Daten zur Aufgabe:
• • • •

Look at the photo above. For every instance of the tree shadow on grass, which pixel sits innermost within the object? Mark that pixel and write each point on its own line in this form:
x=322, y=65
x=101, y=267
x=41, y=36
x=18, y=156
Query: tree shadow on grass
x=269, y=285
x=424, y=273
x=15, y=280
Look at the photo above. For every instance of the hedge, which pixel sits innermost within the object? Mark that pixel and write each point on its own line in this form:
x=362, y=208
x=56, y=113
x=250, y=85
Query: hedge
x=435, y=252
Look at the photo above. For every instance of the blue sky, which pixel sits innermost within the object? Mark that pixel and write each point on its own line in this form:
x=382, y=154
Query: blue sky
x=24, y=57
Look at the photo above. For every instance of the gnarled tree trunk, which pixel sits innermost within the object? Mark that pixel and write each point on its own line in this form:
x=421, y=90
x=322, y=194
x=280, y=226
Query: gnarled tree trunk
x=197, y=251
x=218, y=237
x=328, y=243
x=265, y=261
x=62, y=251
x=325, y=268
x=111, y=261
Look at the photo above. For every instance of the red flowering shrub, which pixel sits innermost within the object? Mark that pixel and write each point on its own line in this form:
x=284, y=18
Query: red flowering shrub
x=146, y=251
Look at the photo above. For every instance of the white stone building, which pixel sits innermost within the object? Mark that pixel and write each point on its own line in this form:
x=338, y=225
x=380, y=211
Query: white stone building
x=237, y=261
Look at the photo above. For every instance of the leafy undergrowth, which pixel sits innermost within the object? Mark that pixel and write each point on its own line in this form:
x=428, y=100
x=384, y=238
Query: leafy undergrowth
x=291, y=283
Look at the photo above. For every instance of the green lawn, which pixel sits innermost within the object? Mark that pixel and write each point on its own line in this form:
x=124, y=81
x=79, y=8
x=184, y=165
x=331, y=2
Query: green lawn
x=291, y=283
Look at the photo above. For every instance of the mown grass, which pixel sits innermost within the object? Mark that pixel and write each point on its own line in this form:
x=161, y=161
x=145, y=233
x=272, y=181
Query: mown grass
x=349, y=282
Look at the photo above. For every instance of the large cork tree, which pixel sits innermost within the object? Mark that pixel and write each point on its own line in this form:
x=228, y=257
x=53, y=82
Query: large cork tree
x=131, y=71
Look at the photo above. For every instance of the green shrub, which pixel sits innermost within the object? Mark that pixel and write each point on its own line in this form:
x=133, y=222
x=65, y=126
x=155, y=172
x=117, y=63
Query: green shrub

• • • •

Schriftliche Aufgabe: Übertrag aus den Datensätzen oben alles von der Zeile mit „the hedge, which“ bis hinunter zur Zeile mit „x=146, y=251“, beide eingeschlossen, in eine JSON-Liste aus Strings, mit einem String pro Zeile. Leere Zeilen lässt du weg.

Lösung der Aufgabe:
[
  "Look at the photo above. For every instance of the hedge, which pixel sits innermost within the object? Mark that pixel and write each point on its own line in this form:",
  "x=362, y=208",
  "x=56, y=113",
  "x=250, y=85",
  "Query: hedge",
  "x=435, y=252",
  "Look at the photo above. For every instance of the blue sky, which pixel sits innermost within the object? Mark that pixel and write each point on its own line in this form:",
  "x=382, y=154",
  "Query: blue sky",
  "x=24, y=57",
  "Look at the photo above. For every instance of the gnarled tree trunk, which pixel sits innermost within the object? Mark that pixel and write each point on its own line in this form:",
  "x=421, y=90",
  "x=322, y=194",
  "x=280, y=226",
  "Query: gnarled tree trunk",
  "x=197, y=251",
  "x=218, y=237",
  "x=328, y=243",
  "x=265, y=261",
  "x=62, y=251",
  "x=325, y=268",
  "x=111, y=261",
  "Look at the photo above. For every instance of the red flowering shrub, which pixel sits innermost within the object? Mark that pixel and write each point on its own line in this form:",
  "x=284, y=18",
  "Query: red flowering shrub",
  "x=146, y=251"
]